[Entries taken from a collection]
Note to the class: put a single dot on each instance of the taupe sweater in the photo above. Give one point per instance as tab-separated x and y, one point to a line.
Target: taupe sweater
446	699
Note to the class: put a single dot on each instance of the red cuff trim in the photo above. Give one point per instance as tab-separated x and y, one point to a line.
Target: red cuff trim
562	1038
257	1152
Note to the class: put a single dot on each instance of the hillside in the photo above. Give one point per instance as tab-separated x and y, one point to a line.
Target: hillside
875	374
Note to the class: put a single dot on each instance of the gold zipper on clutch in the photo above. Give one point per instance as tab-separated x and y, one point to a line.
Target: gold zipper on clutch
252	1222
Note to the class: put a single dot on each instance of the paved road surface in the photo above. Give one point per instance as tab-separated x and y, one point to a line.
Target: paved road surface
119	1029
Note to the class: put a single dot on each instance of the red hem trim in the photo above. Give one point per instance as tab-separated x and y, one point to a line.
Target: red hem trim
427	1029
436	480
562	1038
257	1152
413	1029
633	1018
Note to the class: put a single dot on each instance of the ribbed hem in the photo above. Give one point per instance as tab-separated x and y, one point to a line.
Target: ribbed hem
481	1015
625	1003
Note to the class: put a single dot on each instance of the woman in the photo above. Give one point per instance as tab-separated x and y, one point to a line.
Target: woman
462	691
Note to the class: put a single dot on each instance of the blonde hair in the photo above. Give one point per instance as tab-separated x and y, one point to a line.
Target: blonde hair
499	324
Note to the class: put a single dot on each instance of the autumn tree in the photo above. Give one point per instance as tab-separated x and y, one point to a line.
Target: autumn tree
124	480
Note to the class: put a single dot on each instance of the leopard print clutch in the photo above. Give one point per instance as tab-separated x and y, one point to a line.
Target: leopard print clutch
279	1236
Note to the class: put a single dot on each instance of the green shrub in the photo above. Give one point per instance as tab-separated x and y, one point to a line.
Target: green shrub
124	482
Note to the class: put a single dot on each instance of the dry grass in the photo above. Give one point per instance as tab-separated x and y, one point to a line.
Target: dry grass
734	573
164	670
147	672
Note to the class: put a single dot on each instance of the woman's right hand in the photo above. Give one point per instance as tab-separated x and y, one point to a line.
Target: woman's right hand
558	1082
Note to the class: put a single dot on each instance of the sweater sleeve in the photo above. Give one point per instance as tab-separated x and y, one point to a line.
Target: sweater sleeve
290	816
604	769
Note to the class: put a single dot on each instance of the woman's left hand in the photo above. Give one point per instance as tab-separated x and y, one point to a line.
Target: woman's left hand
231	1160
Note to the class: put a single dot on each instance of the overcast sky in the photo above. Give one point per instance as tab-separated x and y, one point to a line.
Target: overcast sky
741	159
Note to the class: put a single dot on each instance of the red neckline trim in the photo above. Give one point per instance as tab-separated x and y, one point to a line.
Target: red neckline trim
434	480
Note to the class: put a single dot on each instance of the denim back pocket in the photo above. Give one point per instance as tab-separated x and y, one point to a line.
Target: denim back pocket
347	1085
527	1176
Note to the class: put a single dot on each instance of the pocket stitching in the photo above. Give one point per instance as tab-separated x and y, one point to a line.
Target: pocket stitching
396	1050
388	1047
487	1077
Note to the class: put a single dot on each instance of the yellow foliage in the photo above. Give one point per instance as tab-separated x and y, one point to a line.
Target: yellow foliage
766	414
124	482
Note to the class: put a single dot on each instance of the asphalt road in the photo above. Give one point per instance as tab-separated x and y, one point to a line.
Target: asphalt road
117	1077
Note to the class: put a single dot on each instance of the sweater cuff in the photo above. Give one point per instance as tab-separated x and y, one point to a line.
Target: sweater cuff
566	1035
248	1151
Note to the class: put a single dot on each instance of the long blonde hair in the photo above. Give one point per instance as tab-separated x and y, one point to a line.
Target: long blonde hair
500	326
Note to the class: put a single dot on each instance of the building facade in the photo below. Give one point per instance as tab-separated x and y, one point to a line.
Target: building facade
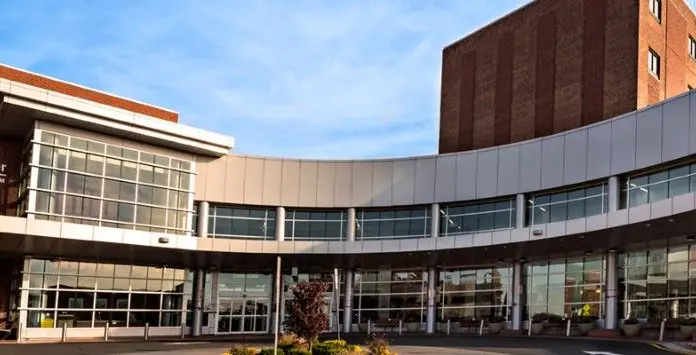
556	65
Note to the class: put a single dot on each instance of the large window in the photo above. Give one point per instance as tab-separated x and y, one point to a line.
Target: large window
85	295
659	185
241	222
392	223
88	182
463	218
315	224
474	293
659	283
565	286
567	205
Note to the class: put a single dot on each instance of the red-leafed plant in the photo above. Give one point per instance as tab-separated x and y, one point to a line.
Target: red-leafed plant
307	317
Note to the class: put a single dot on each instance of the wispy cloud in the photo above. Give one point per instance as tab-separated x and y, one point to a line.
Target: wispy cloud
303	78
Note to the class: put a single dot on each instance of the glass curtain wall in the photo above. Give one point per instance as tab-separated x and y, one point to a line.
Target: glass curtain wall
88	182
658	283
566	205
461	218
390	294
659	185
565	287
474	293
393	223
88	294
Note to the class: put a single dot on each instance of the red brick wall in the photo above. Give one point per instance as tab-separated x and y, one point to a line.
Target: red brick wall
573	63
91	95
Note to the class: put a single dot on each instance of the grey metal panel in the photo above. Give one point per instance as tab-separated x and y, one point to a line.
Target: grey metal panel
487	173
425	180
649	137
575	157
623	144
598	151
343	191
446	178
530	166
404	181
290	188
326	183
552	161
466	176
362	183
272	181
382	183
508	170
253	181
675	129
308	183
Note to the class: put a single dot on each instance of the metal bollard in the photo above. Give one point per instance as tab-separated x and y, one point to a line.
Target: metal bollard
568	328
662	329
64	335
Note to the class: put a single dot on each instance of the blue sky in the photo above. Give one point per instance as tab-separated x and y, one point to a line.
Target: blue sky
301	78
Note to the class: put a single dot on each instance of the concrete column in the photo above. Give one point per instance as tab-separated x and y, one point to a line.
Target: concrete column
434	220
203	214
198	296
520	211
611	297
430	319
280	223
614	194
517	295
350	227
348	302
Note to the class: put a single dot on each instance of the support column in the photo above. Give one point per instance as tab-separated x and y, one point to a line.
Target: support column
430	320
520	211
517	295
434	220
611	299
198	296
348	302
350	228
203	214
614	193
280	224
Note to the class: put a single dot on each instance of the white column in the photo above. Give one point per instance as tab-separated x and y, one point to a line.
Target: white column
350	228
198	296
430	320
520	211
280	224
517	295
348	302
434	220
203	214
611	300
614	193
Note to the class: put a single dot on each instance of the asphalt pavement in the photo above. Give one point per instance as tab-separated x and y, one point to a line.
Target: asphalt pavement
404	345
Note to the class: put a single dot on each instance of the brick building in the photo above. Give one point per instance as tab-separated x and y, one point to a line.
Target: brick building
555	65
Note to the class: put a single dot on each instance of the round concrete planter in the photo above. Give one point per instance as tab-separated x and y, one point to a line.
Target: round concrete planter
537	328
495	328
631	330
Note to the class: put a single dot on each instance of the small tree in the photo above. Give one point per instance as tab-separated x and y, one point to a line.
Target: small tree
306	316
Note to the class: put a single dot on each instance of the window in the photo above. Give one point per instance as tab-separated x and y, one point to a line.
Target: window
654	63
655	7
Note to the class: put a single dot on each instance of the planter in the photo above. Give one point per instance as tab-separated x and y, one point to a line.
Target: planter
631	330
537	328
585	328
687	330
495	328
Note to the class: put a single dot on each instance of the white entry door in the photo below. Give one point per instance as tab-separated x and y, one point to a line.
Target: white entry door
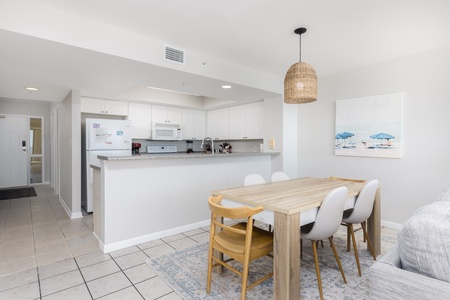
13	151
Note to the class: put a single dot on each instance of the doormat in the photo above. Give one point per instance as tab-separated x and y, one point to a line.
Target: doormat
6	194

## WORK TO COMPLETE
Copy only the lines running from the one that holds "the asphalt pavement" through the last line of the data, and include both of those lines. Do not copy any pictures.

## SOLUTION TO THIS EXERCISE
Note to the class: put a single dot on each instance of the asphalt pavement in the photo above. Give one point per instance as tab-separated x and y, one point to a line.
Target: asphalt pavement
404	345
Note to the class: put a single dot on each instance of the brick building in the photo above. Give one point per instance as tab-separated x and y, one point to a line.
Target: brick building
555	65
Note to the class: put a single dot on each instance of the round concrete planter in the photo above. Give one point per instance as tab-separated x and y, one point to a line.
Target: round concrete planter
537	328
495	328
631	330
Note to the class: put a single dot on each instance of the small tree in the photo above. Give one point per instance as tab-separated x and y, one point to a line.
Target: small tree
306	316
Note to the class: put a single dot on each instance of the window in the photo above. Give one point per instance as tab-separated x and y, one point to a line.
Target: window
654	63
655	7
Note to the class: put a single dot on each instance of the planter in the photo above. Give one point per instance as tab-separated x and y, one point to a line.
Target: planter
631	330
537	328
585	328
687	330
495	328
Note to the class: put a single dot on each instance of the white entry door in the photo below. Give one point per instance as tab-separated x and y, one point to a line.
Target: white entry door
13	151
Note to the class: put a single dot on each instance of the doormat in the photo above. Give one point per instance as tab-separated x and y, one point to a line.
Target: doormat
6	194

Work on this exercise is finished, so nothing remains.